> Document extract:
Toward Simultaneous Dense Zinc Deposition and Broken Side‐Reaction Loops in the Zn//V2O5 System

Abstract The Zn//V 2 O 5 system not only faces the incontrollable growth of zinc (Zn) dendrites, but also withstands the cross‐talk effect of by‐products produced from the cathode side to the Zn anode, inducing interelectrode talk and aggravating battery failure. To tackle these issues, we construct a rapid Zn 2+ ‐conducting hydrogel electrolyte (R‐ZSO) to achieve Zn deposition modulation and side reaction inhibition in Zn//V 2 O 5 full cells. The polymer matrix and BN exhibit a robust anchoring effect on SO 4 2− , accelerating Zn 2+ migration and enabling dense Zn deposition behavior. Therefore, the Zn//Zn symmetric cells based on the R‐ZSO electrolyte can operate stably for more than 1500 h, which is six times higher than that of cells employing the blank electrolyte. More importantly, the R‐ZSO hydrogel electrolyte effectively decouples the cross‐talk effects, thus breaking the infinite loop of side reactions. As a result, the Zn//V 2 O 5 cells using this modified hydrogel electrolyte demonstrate stable operation over 1,000 cycles, with a capacity loss rate of only 0.028 % per cycle. Our study provides a promising gel chemistry, which offers a valuable guide for the construction of high‐performance and multifunctional aqueous Zn‐ion batteries.

> Given entries:
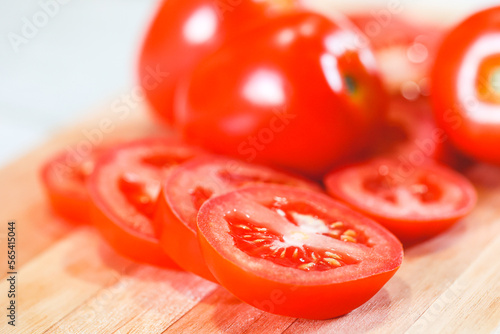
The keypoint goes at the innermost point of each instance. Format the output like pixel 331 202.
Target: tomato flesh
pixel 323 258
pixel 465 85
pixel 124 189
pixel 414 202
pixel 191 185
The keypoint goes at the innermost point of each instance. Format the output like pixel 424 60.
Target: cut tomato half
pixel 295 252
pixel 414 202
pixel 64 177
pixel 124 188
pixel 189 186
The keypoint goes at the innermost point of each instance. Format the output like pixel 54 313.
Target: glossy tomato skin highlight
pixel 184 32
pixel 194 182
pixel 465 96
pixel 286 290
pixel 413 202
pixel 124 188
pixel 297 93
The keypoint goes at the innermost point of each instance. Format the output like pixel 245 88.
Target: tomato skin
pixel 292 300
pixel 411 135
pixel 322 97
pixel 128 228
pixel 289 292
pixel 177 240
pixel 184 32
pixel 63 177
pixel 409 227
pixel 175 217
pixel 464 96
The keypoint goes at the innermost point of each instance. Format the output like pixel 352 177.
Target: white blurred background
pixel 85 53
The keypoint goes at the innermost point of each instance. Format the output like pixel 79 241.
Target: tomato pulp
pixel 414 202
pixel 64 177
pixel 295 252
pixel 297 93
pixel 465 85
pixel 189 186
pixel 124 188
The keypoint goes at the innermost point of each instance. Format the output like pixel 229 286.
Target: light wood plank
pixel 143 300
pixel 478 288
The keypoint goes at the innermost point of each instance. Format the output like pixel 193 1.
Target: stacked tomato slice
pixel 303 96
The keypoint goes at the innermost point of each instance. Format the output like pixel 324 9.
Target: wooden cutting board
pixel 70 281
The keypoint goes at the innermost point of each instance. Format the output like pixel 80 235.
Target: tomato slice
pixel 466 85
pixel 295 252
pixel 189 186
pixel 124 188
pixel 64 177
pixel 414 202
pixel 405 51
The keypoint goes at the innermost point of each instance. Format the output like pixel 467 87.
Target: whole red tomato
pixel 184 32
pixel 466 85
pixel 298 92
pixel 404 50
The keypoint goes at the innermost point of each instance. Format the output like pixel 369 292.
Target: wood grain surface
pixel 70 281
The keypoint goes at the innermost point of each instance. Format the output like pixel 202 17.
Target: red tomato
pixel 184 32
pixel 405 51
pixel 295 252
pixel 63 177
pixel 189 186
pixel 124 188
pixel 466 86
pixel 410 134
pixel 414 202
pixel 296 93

> Questions on the material:
a – Summarize the hydrogel electrolyte abstract in two sentences.
b – Using the hydrogel electrolyte abstract, say whether each statement agrees with it, answering yes or no and quoting the deciding words: (i) Zn//Zn symmetric cells using R-ZSO operate stably for more than 1500 h. (ii) The Zn//V2O5 cells with the modified hydrogel electrolyte lose 0.28% of capacity per cycle. (iii) The polymer matrix and BN anchor Zn2+ ions.

> Per-task outputs:
a – To counter zinc dendrite growth and the cross-talk of cathode by-products that aggravate failure in the Zn//V2O5 system, the work builds a rapid Zn2+-conducting hydrogel electrolyte (R-ZSO) whose polymer matrix and BN anchor SO4 2−, speeding Zn2+ migration and enabling dense Zn deposition. Zn//Zn symmetric cells with R-ZSO run stably for more than 1500 h, six times longer than cells with the blank electrolyte, and because the hydrogel decouples cross-talk and breaks the loop of side reactions, Zn//V2O5 cells run stably for over 1,000 cycles with only 0.028% capacity loss per cycle.

b –
(i) Yes: "the Zn//Zn symmetric cells based on the R‐ZSO electrolyte can operate stably for more than 1500 h"
(ii) No: "with a capacity loss rate of only 0.028 % per cycle"
(iii) No: "The polymer matrix and BN exhibit a robust anchoring effect on SO 4 2−"